[EXERCISE GOAL]
Without the pictures, set down everything in the listing exactly.
(AVAILABLE RECORDS)
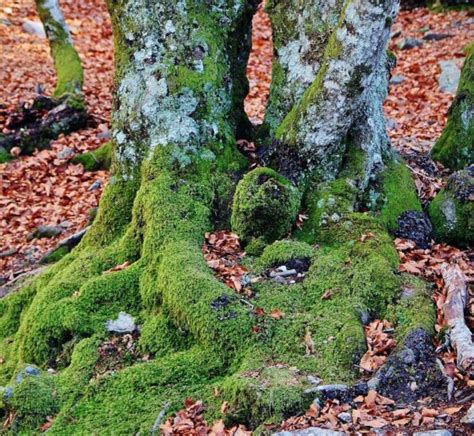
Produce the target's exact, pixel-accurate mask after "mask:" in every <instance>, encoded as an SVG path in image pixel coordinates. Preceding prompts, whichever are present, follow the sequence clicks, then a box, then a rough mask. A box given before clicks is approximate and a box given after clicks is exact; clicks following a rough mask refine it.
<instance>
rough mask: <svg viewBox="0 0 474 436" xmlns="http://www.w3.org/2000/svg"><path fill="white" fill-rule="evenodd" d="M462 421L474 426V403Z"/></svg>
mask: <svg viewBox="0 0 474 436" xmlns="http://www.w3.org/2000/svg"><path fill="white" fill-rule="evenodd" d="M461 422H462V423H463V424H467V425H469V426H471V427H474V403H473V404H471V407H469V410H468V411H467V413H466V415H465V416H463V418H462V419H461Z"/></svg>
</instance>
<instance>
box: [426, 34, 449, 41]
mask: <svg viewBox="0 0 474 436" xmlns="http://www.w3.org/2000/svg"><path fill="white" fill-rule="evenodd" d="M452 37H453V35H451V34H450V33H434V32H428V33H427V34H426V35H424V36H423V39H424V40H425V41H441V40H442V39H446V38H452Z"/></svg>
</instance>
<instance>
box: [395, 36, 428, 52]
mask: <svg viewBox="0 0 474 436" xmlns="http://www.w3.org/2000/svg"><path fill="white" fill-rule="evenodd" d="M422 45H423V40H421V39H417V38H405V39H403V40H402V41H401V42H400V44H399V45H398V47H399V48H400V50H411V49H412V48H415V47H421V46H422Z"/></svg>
(End AVAILABLE RECORDS)
[OUTPUT OF THE EXERCISE]
Produce the target's exact, pixel-accurate mask after "mask:" in every <instance>, encoded as an SVG path in image pixel coordinates. Preceding prompts, whichever are present, follow the sequence clicks, then a box, then a rough mask. A box given before clicks is approximate and a box given after clicks is exact; clicks following a rough mask refine it.
<instance>
rough mask: <svg viewBox="0 0 474 436" xmlns="http://www.w3.org/2000/svg"><path fill="white" fill-rule="evenodd" d="M462 421L474 426V403Z"/></svg>
mask: <svg viewBox="0 0 474 436" xmlns="http://www.w3.org/2000/svg"><path fill="white" fill-rule="evenodd" d="M461 422H462V423H463V424H467V425H469V426H471V427H474V403H473V404H471V407H469V410H468V411H467V413H466V415H465V416H463V418H462V419H461Z"/></svg>
</instance>
<instance>
box: [426, 34, 449, 41]
mask: <svg viewBox="0 0 474 436" xmlns="http://www.w3.org/2000/svg"><path fill="white" fill-rule="evenodd" d="M452 37H453V35H451V34H450V33H434V32H428V33H427V34H426V35H424V36H423V39H424V40H425V41H441V40H442V39H446V38H452Z"/></svg>
</instance>
<instance>
box: [395, 36, 428, 52]
mask: <svg viewBox="0 0 474 436" xmlns="http://www.w3.org/2000/svg"><path fill="white" fill-rule="evenodd" d="M422 45H423V40H421V39H417V38H405V39H403V40H402V41H401V42H400V44H399V45H398V47H399V48H400V50H411V49H412V48H415V47H421V46H422Z"/></svg>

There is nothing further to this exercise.